##### EXTRACT PROVIDED

This guide explains what’s included in a shareholders’ agreement, how it differs from the articles, and when to set one up.

What is a shareholders’ agreement in the UK?

A shareholders’ agreement (SHA) is a private contract entered into by the shareholders of a company. It governs how the company is run and how shareholders relate to each other. In practice, an SHA will clarify each owner’s rights and responsibilities, the company’s objectives, and the process for making major decisions – such as appointing directors or issuing new shares.

Whether you’re starting a company with co-founders, investing in an existing business, or running a family-owned firm, a shareholders’ agreement helps protect everyone’s interests and avoid disagreements. It does this by spelling out in advance what happens in common scenarios – such as if someone wants to sell shares or if the company needs extra funding – so that “things go wrong” clauses are already agreed. For example, it might spell out how disputes will be resolved, or define “good leaver”/“bad leaver” exit provisions. An SHA helps formalise expectations and provides a clear roadmap for running the business smoothly.

This agreement complements, but does not supersede, the company’s articles of association. The articles are a mandatory public document (filed at Companies House) setting out basic rules of governance. By contrast, a shareholders’ agreement is kept confidential between the parties and can include bespoke rules not covered by the articles. We cover the key differences in more detail later on.

Why should you have a shareholders’ agreement?

A shareholders’ agreement is not required by law for private UK companies, but it is strongly recommended when there is more than one owner. In a sole tradership or single-person company, there are no shareholders to disagree with, so an SHA isn’t required. But as soon as you have two or more shareholders, it’s wise to have a clear agreement to:

Prevent disputes

By agreeing rules upfront, you reduce the chance of conflicts between owners. If disagreements do arise, the SHA provides a process (like mediation or arbitration) rather than having to go to court.

##########
##### RECORDS PROVIDED

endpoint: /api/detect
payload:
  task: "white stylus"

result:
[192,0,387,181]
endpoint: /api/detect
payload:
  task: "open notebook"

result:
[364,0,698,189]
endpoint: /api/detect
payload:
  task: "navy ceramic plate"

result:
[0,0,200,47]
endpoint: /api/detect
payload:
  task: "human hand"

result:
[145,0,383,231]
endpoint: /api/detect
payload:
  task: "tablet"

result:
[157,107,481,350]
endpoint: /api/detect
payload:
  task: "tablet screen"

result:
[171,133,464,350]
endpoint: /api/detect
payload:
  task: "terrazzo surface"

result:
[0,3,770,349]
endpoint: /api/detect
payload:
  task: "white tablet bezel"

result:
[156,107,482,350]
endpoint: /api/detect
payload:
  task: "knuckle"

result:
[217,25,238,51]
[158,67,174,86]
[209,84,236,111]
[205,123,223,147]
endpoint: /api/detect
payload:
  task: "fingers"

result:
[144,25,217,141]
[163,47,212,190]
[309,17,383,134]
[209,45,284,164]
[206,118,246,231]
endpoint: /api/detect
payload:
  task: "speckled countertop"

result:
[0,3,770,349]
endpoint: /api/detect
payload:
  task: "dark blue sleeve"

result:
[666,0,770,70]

##########

PROBLEMS AND TASKS:
A: Using the guide on shareholders' agreements, decide whether each statement agrees with it. Answer yes or no for each, and quote the words of the guide that settle it. (i) A shareholders' agreement replaces the company's articles of association. (ii) Private UK companies are legally required to have a shareholders' agreement. (iii) The articles of association are filed at Companies House.
B: Render this sentence from the guide on shareholders' agreements in French: "A shareholders’ agreement (SHA) is a private contract entered into by the shareholders of a company."
C: Carry on the guide on shareholders' agreements, beginning right after its final sentence.

EXPECTED ANSWERS:
A:
(i) No: "This agreement complements, but does not supersede, the company’s articles of association."
(ii) No: "A shareholders’ agreement is not required by law for private UK companies"
(iii) Yes: "The articles are a mandatory public document (filed at Companies House)"

B: Un pacte d’actionnaires (SHA) est un contrat privé conclu entre les actionnaires d’une société.

C:
Protect minority interests

Minority shareholders (those holding a smaller percentage of shares) often have little say in day-to-day decisions. A good SHA can give them certain veto rights (for example, requiring all shareholders’ consent before issuing new shares). It can also include tag-along rights, allowing them to join a sale of shares by majority owners on the same terms.

Protect majority interests

Majority shareholders (those with controlling stakes) can also include drag-along clauses. This allows a majority owner to force a sale on any minority owners in certain situations (such as when selling the entire company), ensuring a smooth exit for all.

Define roles and exits

The SHA can tie share ownership to employment (forcing a person to sell their shares if they leave the company) and lay out what happens on death, retirement or dismissal of a shareholder. This avoids uncertainty about who can keep their shares.

Retain confidentiality

Because the SHA is private, it can contain commercially sensitive details (like detailed financial arrangements) that you may not want published in the articles.

When should I set up a shareholders’ agreement?

The best time to create a shareholders’ agreement is at the formation of your company or as soon as a second shareholder comes on board. Drawing it up early (even if you are just a couple of founders) means you agree to the rules from the start and avoid disputes later.

If your company is already running without an SHA, don’t worry – it’s never too late. A good opportunity to introduce one is when a new investor or partner joins the business. At that point you can formalise terms for all shareholders together. In fact, many startups leave their SHA until after initial funding rounds so they can negotiate it in line with investment deals.

Whether you start it yourself or hire help, keep in mind that there’s no legal requirement to use a lawyer – but professional advice can be very valuable. Our Full Company Secretary Service (FCSS) or a UK solicitor/accountant can draft and manage the agreement, ensuring it aligns with your company’s articles and the Companies Act. Even though this has an upfront cost, it often pays off by preventing costly conflicts later.

Common scenarios where an SHA helps

There are some common scenarios where an SHA will be vital for your situation.

Examples could include:

  • Bringing on a new investor or co-founder (to set funding and exit terms upfront)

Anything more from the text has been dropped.